**Provided text**:
Subfolder or Subdomain for your Corporate Blog?

If you’re in the lucky enough position to initiate, design, and|or develop your company’s blog, you’ll eventually be faced with a pressing question:

Should your corporate blog be set up under a subfolder or subdomain?

We at Qmania we were faced with the decision to establish the subdomain blog.qmania.com or create the subfolder qmania.com/blog. We chose to go with blog.qmania.com. Many of our peers and our web 2.0 leaders made the same decision: blog.boorah.com, blog.kelseygroup.com, http://blog.pandora.com, blog.plaxo.com. Yelp even created separate subdomains for their community blogs and their internal blogs: communityblog.yelp.com and officialblog.yelp.com.

So why all the separation? Can’t we all just get along under one domain?

The reason for the subdomains? Well, I’m not entirely sure about the reasoning at Boorah, Kelsey Group, Pandora, Plaxo, and Yelp though I’m sure their decision making process went along the same lines as ours. At Qmania, we recognized the opportunity to create something more measurable with the subdomain. Since the services we provide at Qmania are fundamentally different than the topics we’d cover on the blog; and since the architecture of the blog is fundamentally different than the architecture of our primary service; the only way to properly test and measure SEO performance of either entity was to separate them at birth. Independent results in SEO performance arise with the separation of content across multiple subdomains, although aesthetically the look and feel remains the same between the entities.

Le Penseur

Smart readers will ask whether or not the same effect would happen with a perfectly siloed subfolder. Wouldn’t content under the subfolder /blog pump and concentrate SEO juice like the subdomain? I’m here to tell you the answer is yes… and no. Yes, a subfolder can optimize content to the same level of performance as a subdomain (with perfect siloing). No, the subfolder would not pump SEO juice like the subdomain because the subfolder’s performance in driving organic traffic is dependent upon the domain’s performance in driving organic traffic. And since sometimes there are other pertinent reasons for not optimizing an entire domain, it’s a bad idea to make the performance of something meant to be optimized dependent on something which may or may not be.

**Items from a data source**:
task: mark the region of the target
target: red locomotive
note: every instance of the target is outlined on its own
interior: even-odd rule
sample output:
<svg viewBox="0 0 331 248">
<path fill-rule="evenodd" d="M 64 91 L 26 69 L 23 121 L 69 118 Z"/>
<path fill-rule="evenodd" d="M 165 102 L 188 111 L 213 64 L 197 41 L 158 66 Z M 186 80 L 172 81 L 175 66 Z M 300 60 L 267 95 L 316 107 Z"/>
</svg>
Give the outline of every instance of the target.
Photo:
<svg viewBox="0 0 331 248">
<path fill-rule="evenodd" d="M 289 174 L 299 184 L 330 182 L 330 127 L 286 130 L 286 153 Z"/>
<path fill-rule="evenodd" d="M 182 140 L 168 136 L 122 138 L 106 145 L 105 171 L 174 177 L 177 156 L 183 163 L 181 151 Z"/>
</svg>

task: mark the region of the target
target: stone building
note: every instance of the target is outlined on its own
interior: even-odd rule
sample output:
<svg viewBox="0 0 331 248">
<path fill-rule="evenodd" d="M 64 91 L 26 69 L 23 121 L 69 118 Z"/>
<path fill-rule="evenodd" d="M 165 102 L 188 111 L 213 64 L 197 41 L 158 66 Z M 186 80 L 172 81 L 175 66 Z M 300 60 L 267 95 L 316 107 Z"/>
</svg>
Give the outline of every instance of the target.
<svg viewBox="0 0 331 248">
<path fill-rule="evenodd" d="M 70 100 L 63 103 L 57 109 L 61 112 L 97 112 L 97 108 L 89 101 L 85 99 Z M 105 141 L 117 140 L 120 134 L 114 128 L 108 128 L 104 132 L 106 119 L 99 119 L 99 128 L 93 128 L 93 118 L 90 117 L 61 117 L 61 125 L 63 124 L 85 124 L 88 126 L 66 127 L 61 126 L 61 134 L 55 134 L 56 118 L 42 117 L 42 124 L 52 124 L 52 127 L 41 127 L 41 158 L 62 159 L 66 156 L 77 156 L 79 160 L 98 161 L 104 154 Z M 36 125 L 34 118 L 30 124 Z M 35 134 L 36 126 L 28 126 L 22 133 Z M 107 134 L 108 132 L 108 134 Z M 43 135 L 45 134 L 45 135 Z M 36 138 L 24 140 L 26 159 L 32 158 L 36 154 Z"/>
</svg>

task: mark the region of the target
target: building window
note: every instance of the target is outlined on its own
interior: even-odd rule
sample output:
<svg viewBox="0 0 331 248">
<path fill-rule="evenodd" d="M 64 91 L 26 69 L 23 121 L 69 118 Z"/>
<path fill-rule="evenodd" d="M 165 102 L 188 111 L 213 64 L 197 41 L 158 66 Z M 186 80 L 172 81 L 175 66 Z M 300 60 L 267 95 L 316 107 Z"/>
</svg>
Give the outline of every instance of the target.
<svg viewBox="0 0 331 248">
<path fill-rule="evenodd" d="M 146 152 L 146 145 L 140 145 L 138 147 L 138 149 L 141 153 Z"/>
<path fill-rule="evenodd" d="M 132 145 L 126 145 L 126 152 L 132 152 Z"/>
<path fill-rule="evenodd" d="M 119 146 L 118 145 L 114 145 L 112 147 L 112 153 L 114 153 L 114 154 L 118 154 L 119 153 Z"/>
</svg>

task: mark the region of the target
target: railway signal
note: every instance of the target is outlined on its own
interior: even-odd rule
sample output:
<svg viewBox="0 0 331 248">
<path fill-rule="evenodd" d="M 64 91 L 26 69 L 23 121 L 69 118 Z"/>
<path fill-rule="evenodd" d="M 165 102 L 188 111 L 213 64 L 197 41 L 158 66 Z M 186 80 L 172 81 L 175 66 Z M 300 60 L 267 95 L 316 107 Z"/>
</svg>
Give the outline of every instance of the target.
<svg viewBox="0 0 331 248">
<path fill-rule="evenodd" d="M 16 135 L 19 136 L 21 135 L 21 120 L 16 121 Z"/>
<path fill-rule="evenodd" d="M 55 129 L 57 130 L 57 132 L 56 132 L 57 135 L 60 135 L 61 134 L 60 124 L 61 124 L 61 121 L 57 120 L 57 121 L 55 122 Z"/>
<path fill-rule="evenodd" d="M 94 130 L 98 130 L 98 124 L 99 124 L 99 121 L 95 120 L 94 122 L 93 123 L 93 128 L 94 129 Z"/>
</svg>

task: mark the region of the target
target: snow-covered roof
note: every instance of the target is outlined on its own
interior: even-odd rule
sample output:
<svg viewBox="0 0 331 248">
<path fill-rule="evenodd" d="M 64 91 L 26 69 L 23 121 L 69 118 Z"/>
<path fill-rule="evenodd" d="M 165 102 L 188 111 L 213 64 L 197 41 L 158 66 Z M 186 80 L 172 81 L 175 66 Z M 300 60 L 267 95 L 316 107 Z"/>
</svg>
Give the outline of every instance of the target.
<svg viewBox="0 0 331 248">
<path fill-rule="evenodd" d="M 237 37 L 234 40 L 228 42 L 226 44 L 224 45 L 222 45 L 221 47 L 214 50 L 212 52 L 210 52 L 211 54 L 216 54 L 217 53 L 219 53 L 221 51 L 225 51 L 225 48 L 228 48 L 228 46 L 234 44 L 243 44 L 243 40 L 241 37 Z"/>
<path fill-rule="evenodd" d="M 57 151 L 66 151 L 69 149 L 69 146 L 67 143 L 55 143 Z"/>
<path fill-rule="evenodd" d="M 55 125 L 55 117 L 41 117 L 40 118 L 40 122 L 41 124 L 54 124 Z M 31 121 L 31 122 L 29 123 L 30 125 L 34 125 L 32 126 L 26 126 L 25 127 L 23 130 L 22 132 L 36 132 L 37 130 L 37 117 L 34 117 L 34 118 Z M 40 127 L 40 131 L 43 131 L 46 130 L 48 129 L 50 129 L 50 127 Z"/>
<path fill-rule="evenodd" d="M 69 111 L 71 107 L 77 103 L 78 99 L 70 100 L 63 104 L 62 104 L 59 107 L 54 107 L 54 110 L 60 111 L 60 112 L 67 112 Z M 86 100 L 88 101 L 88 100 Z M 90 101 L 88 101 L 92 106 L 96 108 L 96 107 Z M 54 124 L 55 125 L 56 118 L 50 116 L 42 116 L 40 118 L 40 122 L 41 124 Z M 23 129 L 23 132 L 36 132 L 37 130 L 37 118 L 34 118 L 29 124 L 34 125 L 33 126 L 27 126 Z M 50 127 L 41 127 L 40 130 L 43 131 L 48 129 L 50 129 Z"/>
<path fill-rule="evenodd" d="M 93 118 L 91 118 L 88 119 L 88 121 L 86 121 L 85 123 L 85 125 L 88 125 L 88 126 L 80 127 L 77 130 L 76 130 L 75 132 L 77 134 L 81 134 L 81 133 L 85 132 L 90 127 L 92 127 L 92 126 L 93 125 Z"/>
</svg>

**Task prompt**:
Reproduce the passage of the text on subfolders versus subdomains for a corporate blog from "Smart readers will" to "may not be.".

**Response to this exercise**:
Smart readers will ask whether or not the same effect would happen with a perfectly siloed subfolder. Wouldn’t content under the subfolder /blog pump and concentrate SEO juice like the subdomain? I’m here to tell you the answer is yes… and no. Yes, a subfolder can optimize content to the same level of performance as a subdomain (with perfect siloing). No, the subfolder would not pump SEO juice like the subdomain because the subfolder’s performance in driving organic traffic is dependent upon the domain’s performance in driving organic traffic. And since sometimes there are other pertinent reasons for not optimizing an entire domain, it’s a bad idea to make the performance of something meant to be optimized dependent on something which may or may not be.